**AIM**
Format the stretch of the data from the line containing "Pick-planner input: for every instance of the white sneaker" through the line containing "point(78, 338)", both included, as a JSON list of strings with one string per line and blank lines omitted.

· · · · · · ·

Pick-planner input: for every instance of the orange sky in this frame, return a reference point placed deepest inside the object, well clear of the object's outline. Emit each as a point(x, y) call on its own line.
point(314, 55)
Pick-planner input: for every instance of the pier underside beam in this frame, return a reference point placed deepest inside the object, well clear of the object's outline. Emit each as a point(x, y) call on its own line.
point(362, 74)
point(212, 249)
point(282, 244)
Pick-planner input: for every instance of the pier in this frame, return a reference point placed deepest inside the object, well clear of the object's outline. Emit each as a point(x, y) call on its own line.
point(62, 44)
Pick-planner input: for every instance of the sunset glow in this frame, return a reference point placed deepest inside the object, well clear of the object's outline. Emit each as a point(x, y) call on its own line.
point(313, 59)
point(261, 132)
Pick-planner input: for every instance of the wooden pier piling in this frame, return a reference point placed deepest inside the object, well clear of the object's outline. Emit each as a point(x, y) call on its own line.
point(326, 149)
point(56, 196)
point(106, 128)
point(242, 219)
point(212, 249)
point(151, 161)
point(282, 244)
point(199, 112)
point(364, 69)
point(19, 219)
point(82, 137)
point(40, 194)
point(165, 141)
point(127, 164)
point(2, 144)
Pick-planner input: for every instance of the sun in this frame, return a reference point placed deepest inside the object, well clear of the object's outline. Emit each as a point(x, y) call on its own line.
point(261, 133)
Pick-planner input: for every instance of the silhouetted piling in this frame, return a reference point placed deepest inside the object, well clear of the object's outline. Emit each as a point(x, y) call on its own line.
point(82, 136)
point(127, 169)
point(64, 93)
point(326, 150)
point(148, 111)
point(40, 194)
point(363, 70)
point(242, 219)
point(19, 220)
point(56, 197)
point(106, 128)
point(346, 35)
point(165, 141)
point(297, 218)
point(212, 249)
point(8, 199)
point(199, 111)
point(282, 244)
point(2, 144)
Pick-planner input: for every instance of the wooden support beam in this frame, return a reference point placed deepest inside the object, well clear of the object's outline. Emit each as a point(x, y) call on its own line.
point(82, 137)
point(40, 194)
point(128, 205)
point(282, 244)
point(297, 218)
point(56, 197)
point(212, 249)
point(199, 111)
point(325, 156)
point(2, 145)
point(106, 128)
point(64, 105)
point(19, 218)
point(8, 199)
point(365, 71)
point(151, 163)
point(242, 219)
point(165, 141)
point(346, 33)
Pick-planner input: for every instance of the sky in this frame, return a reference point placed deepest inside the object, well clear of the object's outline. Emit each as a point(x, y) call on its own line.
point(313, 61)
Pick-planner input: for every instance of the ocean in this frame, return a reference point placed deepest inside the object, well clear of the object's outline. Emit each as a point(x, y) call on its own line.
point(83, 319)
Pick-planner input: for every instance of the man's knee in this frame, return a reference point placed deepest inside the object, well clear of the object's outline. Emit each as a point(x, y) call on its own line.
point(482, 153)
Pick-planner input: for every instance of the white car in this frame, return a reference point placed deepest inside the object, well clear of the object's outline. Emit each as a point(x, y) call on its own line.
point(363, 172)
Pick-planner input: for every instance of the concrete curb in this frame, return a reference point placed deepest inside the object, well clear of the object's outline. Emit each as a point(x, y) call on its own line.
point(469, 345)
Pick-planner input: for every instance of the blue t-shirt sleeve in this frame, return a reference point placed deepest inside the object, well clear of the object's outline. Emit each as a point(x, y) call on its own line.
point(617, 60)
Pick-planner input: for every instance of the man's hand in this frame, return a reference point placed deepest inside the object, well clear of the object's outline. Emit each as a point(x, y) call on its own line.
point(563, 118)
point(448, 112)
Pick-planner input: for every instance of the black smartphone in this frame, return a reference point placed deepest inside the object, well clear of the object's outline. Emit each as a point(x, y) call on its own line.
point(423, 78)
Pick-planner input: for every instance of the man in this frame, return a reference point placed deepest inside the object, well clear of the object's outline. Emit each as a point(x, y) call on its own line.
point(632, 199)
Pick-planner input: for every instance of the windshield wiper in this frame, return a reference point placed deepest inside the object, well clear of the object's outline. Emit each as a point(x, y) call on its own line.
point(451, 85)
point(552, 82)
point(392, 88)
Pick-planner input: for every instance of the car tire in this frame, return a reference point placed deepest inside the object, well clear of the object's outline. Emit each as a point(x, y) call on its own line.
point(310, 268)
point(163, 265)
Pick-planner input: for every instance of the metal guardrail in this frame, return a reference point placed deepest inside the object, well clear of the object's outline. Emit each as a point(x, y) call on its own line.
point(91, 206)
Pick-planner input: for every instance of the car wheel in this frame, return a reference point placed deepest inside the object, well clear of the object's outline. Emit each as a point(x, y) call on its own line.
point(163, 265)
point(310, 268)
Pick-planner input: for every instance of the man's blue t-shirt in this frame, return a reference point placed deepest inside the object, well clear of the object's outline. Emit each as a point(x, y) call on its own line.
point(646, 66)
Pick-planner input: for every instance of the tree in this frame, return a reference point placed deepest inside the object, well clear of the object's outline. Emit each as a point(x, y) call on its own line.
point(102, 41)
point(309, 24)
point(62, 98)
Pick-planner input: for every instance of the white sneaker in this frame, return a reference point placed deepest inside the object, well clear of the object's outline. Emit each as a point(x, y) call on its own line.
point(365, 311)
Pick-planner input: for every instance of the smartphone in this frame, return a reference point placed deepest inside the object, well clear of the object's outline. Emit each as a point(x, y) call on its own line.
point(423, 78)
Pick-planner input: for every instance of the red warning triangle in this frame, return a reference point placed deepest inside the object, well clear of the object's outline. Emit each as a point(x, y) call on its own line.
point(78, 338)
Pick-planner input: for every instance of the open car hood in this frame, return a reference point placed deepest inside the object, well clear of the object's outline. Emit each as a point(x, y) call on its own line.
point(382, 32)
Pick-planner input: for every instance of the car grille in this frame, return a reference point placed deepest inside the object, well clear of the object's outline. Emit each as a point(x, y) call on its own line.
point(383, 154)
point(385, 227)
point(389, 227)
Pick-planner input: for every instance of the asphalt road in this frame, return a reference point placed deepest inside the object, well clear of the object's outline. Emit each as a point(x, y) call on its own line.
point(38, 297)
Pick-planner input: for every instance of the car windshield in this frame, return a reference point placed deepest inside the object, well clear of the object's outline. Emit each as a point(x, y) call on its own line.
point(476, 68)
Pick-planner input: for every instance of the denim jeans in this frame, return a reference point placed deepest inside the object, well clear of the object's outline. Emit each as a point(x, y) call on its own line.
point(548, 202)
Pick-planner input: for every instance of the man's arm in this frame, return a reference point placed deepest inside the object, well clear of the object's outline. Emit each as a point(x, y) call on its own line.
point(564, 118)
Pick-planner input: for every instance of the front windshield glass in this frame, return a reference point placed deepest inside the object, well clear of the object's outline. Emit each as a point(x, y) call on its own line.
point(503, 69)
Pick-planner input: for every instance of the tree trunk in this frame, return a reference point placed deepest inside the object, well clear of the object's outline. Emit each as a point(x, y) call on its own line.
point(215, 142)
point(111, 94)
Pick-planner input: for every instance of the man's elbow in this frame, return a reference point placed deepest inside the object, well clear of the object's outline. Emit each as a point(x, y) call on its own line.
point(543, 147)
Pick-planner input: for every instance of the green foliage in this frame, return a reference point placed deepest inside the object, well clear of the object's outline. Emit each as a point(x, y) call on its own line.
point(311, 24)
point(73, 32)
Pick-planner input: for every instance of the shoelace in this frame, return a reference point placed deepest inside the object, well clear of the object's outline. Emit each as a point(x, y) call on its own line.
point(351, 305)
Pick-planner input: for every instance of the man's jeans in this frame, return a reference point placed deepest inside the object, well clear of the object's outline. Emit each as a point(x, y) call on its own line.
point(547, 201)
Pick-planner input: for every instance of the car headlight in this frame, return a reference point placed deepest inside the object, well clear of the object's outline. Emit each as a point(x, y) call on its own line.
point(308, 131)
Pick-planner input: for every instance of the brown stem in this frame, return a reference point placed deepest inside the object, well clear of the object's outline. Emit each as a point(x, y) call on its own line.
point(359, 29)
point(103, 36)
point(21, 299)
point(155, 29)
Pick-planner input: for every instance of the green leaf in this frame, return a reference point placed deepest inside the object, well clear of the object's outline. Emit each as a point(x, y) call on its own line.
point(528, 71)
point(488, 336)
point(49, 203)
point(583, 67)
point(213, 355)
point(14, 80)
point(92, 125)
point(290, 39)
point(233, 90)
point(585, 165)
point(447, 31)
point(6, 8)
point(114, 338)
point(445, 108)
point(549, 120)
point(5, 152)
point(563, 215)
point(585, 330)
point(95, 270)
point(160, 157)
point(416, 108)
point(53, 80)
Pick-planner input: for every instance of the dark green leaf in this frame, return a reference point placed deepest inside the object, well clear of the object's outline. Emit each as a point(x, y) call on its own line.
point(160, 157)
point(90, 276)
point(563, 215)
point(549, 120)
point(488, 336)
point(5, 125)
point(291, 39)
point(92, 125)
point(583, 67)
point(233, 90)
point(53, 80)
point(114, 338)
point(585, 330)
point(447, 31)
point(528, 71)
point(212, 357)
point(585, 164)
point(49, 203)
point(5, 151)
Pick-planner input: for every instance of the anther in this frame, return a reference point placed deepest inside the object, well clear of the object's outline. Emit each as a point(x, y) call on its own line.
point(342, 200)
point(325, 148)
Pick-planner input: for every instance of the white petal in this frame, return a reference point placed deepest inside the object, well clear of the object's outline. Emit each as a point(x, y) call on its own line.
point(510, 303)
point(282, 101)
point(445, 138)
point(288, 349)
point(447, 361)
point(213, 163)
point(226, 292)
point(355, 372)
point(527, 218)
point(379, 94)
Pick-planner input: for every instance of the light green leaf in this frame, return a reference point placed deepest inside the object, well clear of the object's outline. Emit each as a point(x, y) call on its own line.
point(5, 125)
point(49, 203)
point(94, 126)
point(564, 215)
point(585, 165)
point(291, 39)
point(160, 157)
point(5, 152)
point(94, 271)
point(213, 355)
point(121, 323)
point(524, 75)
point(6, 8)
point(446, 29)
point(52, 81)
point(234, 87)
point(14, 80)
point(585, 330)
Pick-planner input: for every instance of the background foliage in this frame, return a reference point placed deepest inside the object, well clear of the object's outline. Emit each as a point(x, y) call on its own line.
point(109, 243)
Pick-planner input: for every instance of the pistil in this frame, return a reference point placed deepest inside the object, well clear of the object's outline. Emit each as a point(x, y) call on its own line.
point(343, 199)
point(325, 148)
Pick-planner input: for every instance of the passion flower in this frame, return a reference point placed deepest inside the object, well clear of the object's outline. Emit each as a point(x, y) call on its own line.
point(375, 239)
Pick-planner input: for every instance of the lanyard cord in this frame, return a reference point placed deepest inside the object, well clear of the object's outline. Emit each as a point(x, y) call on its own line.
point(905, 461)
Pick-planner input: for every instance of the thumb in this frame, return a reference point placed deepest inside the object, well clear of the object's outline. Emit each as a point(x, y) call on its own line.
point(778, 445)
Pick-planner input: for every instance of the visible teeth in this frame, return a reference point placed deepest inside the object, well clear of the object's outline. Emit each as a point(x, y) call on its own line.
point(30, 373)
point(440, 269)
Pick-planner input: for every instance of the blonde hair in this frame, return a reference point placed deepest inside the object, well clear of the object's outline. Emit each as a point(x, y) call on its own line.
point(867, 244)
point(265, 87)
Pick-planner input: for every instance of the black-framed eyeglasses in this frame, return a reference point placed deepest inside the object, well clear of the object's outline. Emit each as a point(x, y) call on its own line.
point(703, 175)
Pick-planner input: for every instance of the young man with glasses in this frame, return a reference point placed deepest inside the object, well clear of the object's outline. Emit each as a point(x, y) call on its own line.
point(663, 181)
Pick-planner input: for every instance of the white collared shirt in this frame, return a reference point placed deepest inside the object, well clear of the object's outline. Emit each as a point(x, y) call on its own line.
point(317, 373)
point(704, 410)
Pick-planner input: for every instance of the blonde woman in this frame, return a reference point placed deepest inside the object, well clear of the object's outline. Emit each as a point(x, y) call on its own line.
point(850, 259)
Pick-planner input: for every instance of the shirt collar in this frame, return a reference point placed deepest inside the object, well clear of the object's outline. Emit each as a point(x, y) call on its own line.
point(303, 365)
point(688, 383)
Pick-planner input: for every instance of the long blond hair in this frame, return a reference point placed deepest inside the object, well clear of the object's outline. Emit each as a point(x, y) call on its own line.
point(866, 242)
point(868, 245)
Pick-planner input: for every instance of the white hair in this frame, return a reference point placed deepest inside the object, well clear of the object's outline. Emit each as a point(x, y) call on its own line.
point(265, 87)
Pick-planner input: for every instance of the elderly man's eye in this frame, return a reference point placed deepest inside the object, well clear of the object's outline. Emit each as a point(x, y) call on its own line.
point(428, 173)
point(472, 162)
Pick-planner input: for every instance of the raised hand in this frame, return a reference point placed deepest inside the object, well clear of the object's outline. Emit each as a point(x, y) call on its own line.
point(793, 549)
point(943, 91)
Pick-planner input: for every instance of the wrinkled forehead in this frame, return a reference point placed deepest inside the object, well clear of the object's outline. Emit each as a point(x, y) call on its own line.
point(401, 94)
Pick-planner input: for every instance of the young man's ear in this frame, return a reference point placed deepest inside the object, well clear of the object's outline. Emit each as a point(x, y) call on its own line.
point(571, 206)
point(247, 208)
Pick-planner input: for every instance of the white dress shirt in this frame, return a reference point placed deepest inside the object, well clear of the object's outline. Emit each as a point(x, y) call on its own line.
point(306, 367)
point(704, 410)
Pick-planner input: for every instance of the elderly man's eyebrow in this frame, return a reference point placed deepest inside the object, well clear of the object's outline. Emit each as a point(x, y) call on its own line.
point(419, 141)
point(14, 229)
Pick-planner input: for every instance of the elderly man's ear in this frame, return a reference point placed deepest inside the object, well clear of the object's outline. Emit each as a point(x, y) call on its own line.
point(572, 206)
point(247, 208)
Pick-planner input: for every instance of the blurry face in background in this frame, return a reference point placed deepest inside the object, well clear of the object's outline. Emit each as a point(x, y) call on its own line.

· · · · · · ·

**THE RESPONSE**
[
  "Pick-planner input: for every instance of the white sneaker in this frame, return a reference point placed deepest inside the object, well clear of the object's outline. Emit each as a point(x, y) call on its own line.",
  "point(365, 311)",
  "Pick-planner input: for every instance of the smartphone in this frame, return a reference point placed deepest inside the object, well clear of the object's outline. Emit each as a point(x, y) call on its own line.",
  "point(423, 78)",
  "Pick-planner input: for every instance of the red warning triangle in this frame, return a reference point placed deepest inside the object, well clear of the object's outline. Emit each as a point(x, y) call on its own line.",
  "point(78, 338)"
]